◆ Consignes ◆
Quelles lignes des données contiennent le mot « girl » ? Relevez-les et recopiez-les intégralement, en tenant compte de la casse.

◆ Données d'entrée ◆
***

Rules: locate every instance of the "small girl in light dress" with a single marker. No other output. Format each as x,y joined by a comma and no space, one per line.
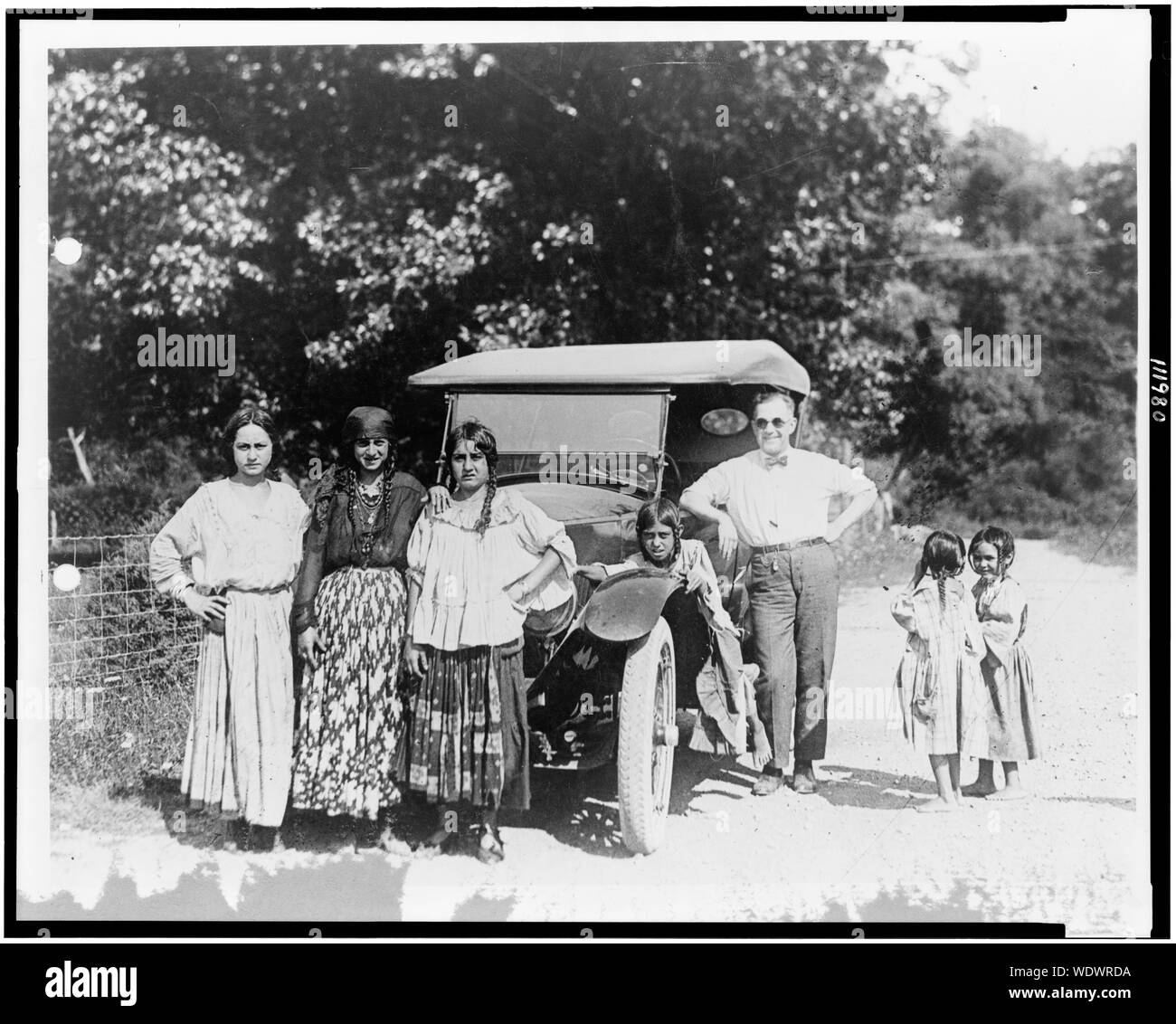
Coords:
1003,614
941,687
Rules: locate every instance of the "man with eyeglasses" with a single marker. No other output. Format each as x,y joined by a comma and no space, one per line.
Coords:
776,501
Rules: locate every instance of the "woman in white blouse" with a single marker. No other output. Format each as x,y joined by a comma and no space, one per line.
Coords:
243,537
475,570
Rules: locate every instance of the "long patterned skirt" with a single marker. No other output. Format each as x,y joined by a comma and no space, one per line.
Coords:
469,738
352,720
238,754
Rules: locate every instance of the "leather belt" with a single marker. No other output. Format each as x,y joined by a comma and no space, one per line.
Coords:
767,549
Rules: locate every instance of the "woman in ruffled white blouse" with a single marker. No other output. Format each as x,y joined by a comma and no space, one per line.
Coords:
475,570
243,537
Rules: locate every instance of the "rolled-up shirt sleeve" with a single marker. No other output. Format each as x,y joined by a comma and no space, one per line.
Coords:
849,482
714,487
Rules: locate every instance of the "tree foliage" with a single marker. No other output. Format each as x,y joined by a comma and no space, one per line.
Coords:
354,214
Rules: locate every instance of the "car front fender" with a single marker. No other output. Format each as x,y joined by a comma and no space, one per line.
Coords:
627,607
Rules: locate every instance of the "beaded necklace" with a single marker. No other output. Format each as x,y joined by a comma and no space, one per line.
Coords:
365,517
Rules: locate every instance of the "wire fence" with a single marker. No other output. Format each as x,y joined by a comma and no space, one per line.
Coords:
121,663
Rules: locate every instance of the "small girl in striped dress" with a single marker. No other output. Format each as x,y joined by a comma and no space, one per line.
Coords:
1003,614
941,687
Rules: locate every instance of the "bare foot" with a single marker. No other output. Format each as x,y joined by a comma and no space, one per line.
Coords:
763,753
937,805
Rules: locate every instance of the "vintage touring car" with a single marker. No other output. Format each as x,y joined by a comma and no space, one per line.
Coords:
589,434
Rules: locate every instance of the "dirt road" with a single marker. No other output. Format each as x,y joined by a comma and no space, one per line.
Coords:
857,851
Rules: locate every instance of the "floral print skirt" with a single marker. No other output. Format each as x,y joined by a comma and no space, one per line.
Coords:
352,710
469,740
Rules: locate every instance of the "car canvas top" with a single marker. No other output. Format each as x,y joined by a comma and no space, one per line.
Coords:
586,367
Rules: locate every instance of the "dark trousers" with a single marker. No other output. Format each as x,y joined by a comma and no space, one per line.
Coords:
794,626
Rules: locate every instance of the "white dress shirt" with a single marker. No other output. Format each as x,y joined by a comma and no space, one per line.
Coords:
775,503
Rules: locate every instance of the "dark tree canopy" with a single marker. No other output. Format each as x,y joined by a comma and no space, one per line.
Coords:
354,214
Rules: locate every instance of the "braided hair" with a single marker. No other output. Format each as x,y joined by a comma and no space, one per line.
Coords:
1001,540
480,436
663,513
944,557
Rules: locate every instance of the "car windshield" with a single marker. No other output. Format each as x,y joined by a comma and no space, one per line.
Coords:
600,440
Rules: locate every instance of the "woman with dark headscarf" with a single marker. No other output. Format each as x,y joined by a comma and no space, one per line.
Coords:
349,619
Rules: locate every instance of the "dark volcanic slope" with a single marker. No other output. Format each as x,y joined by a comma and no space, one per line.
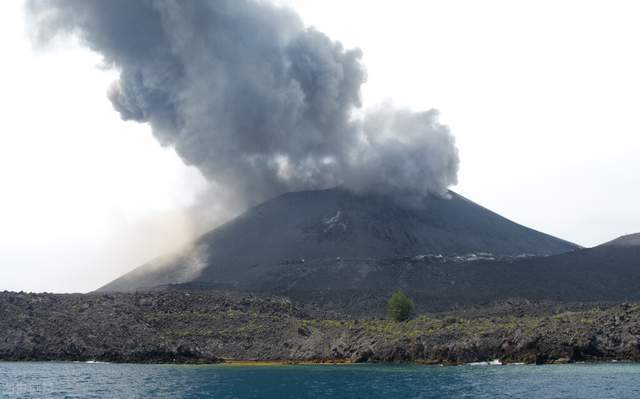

***

◆ Résultat obtenu ◆
Rules: locate every instance of the "small girl in light dress" with a single marker. No other output. Format each as x,y joined by a comma and no space, one per line.
Rules: locate every instance of the "small girl in striped dress" with a single marker. No other output. Format each as x,y joined by a comma and no space, one per line.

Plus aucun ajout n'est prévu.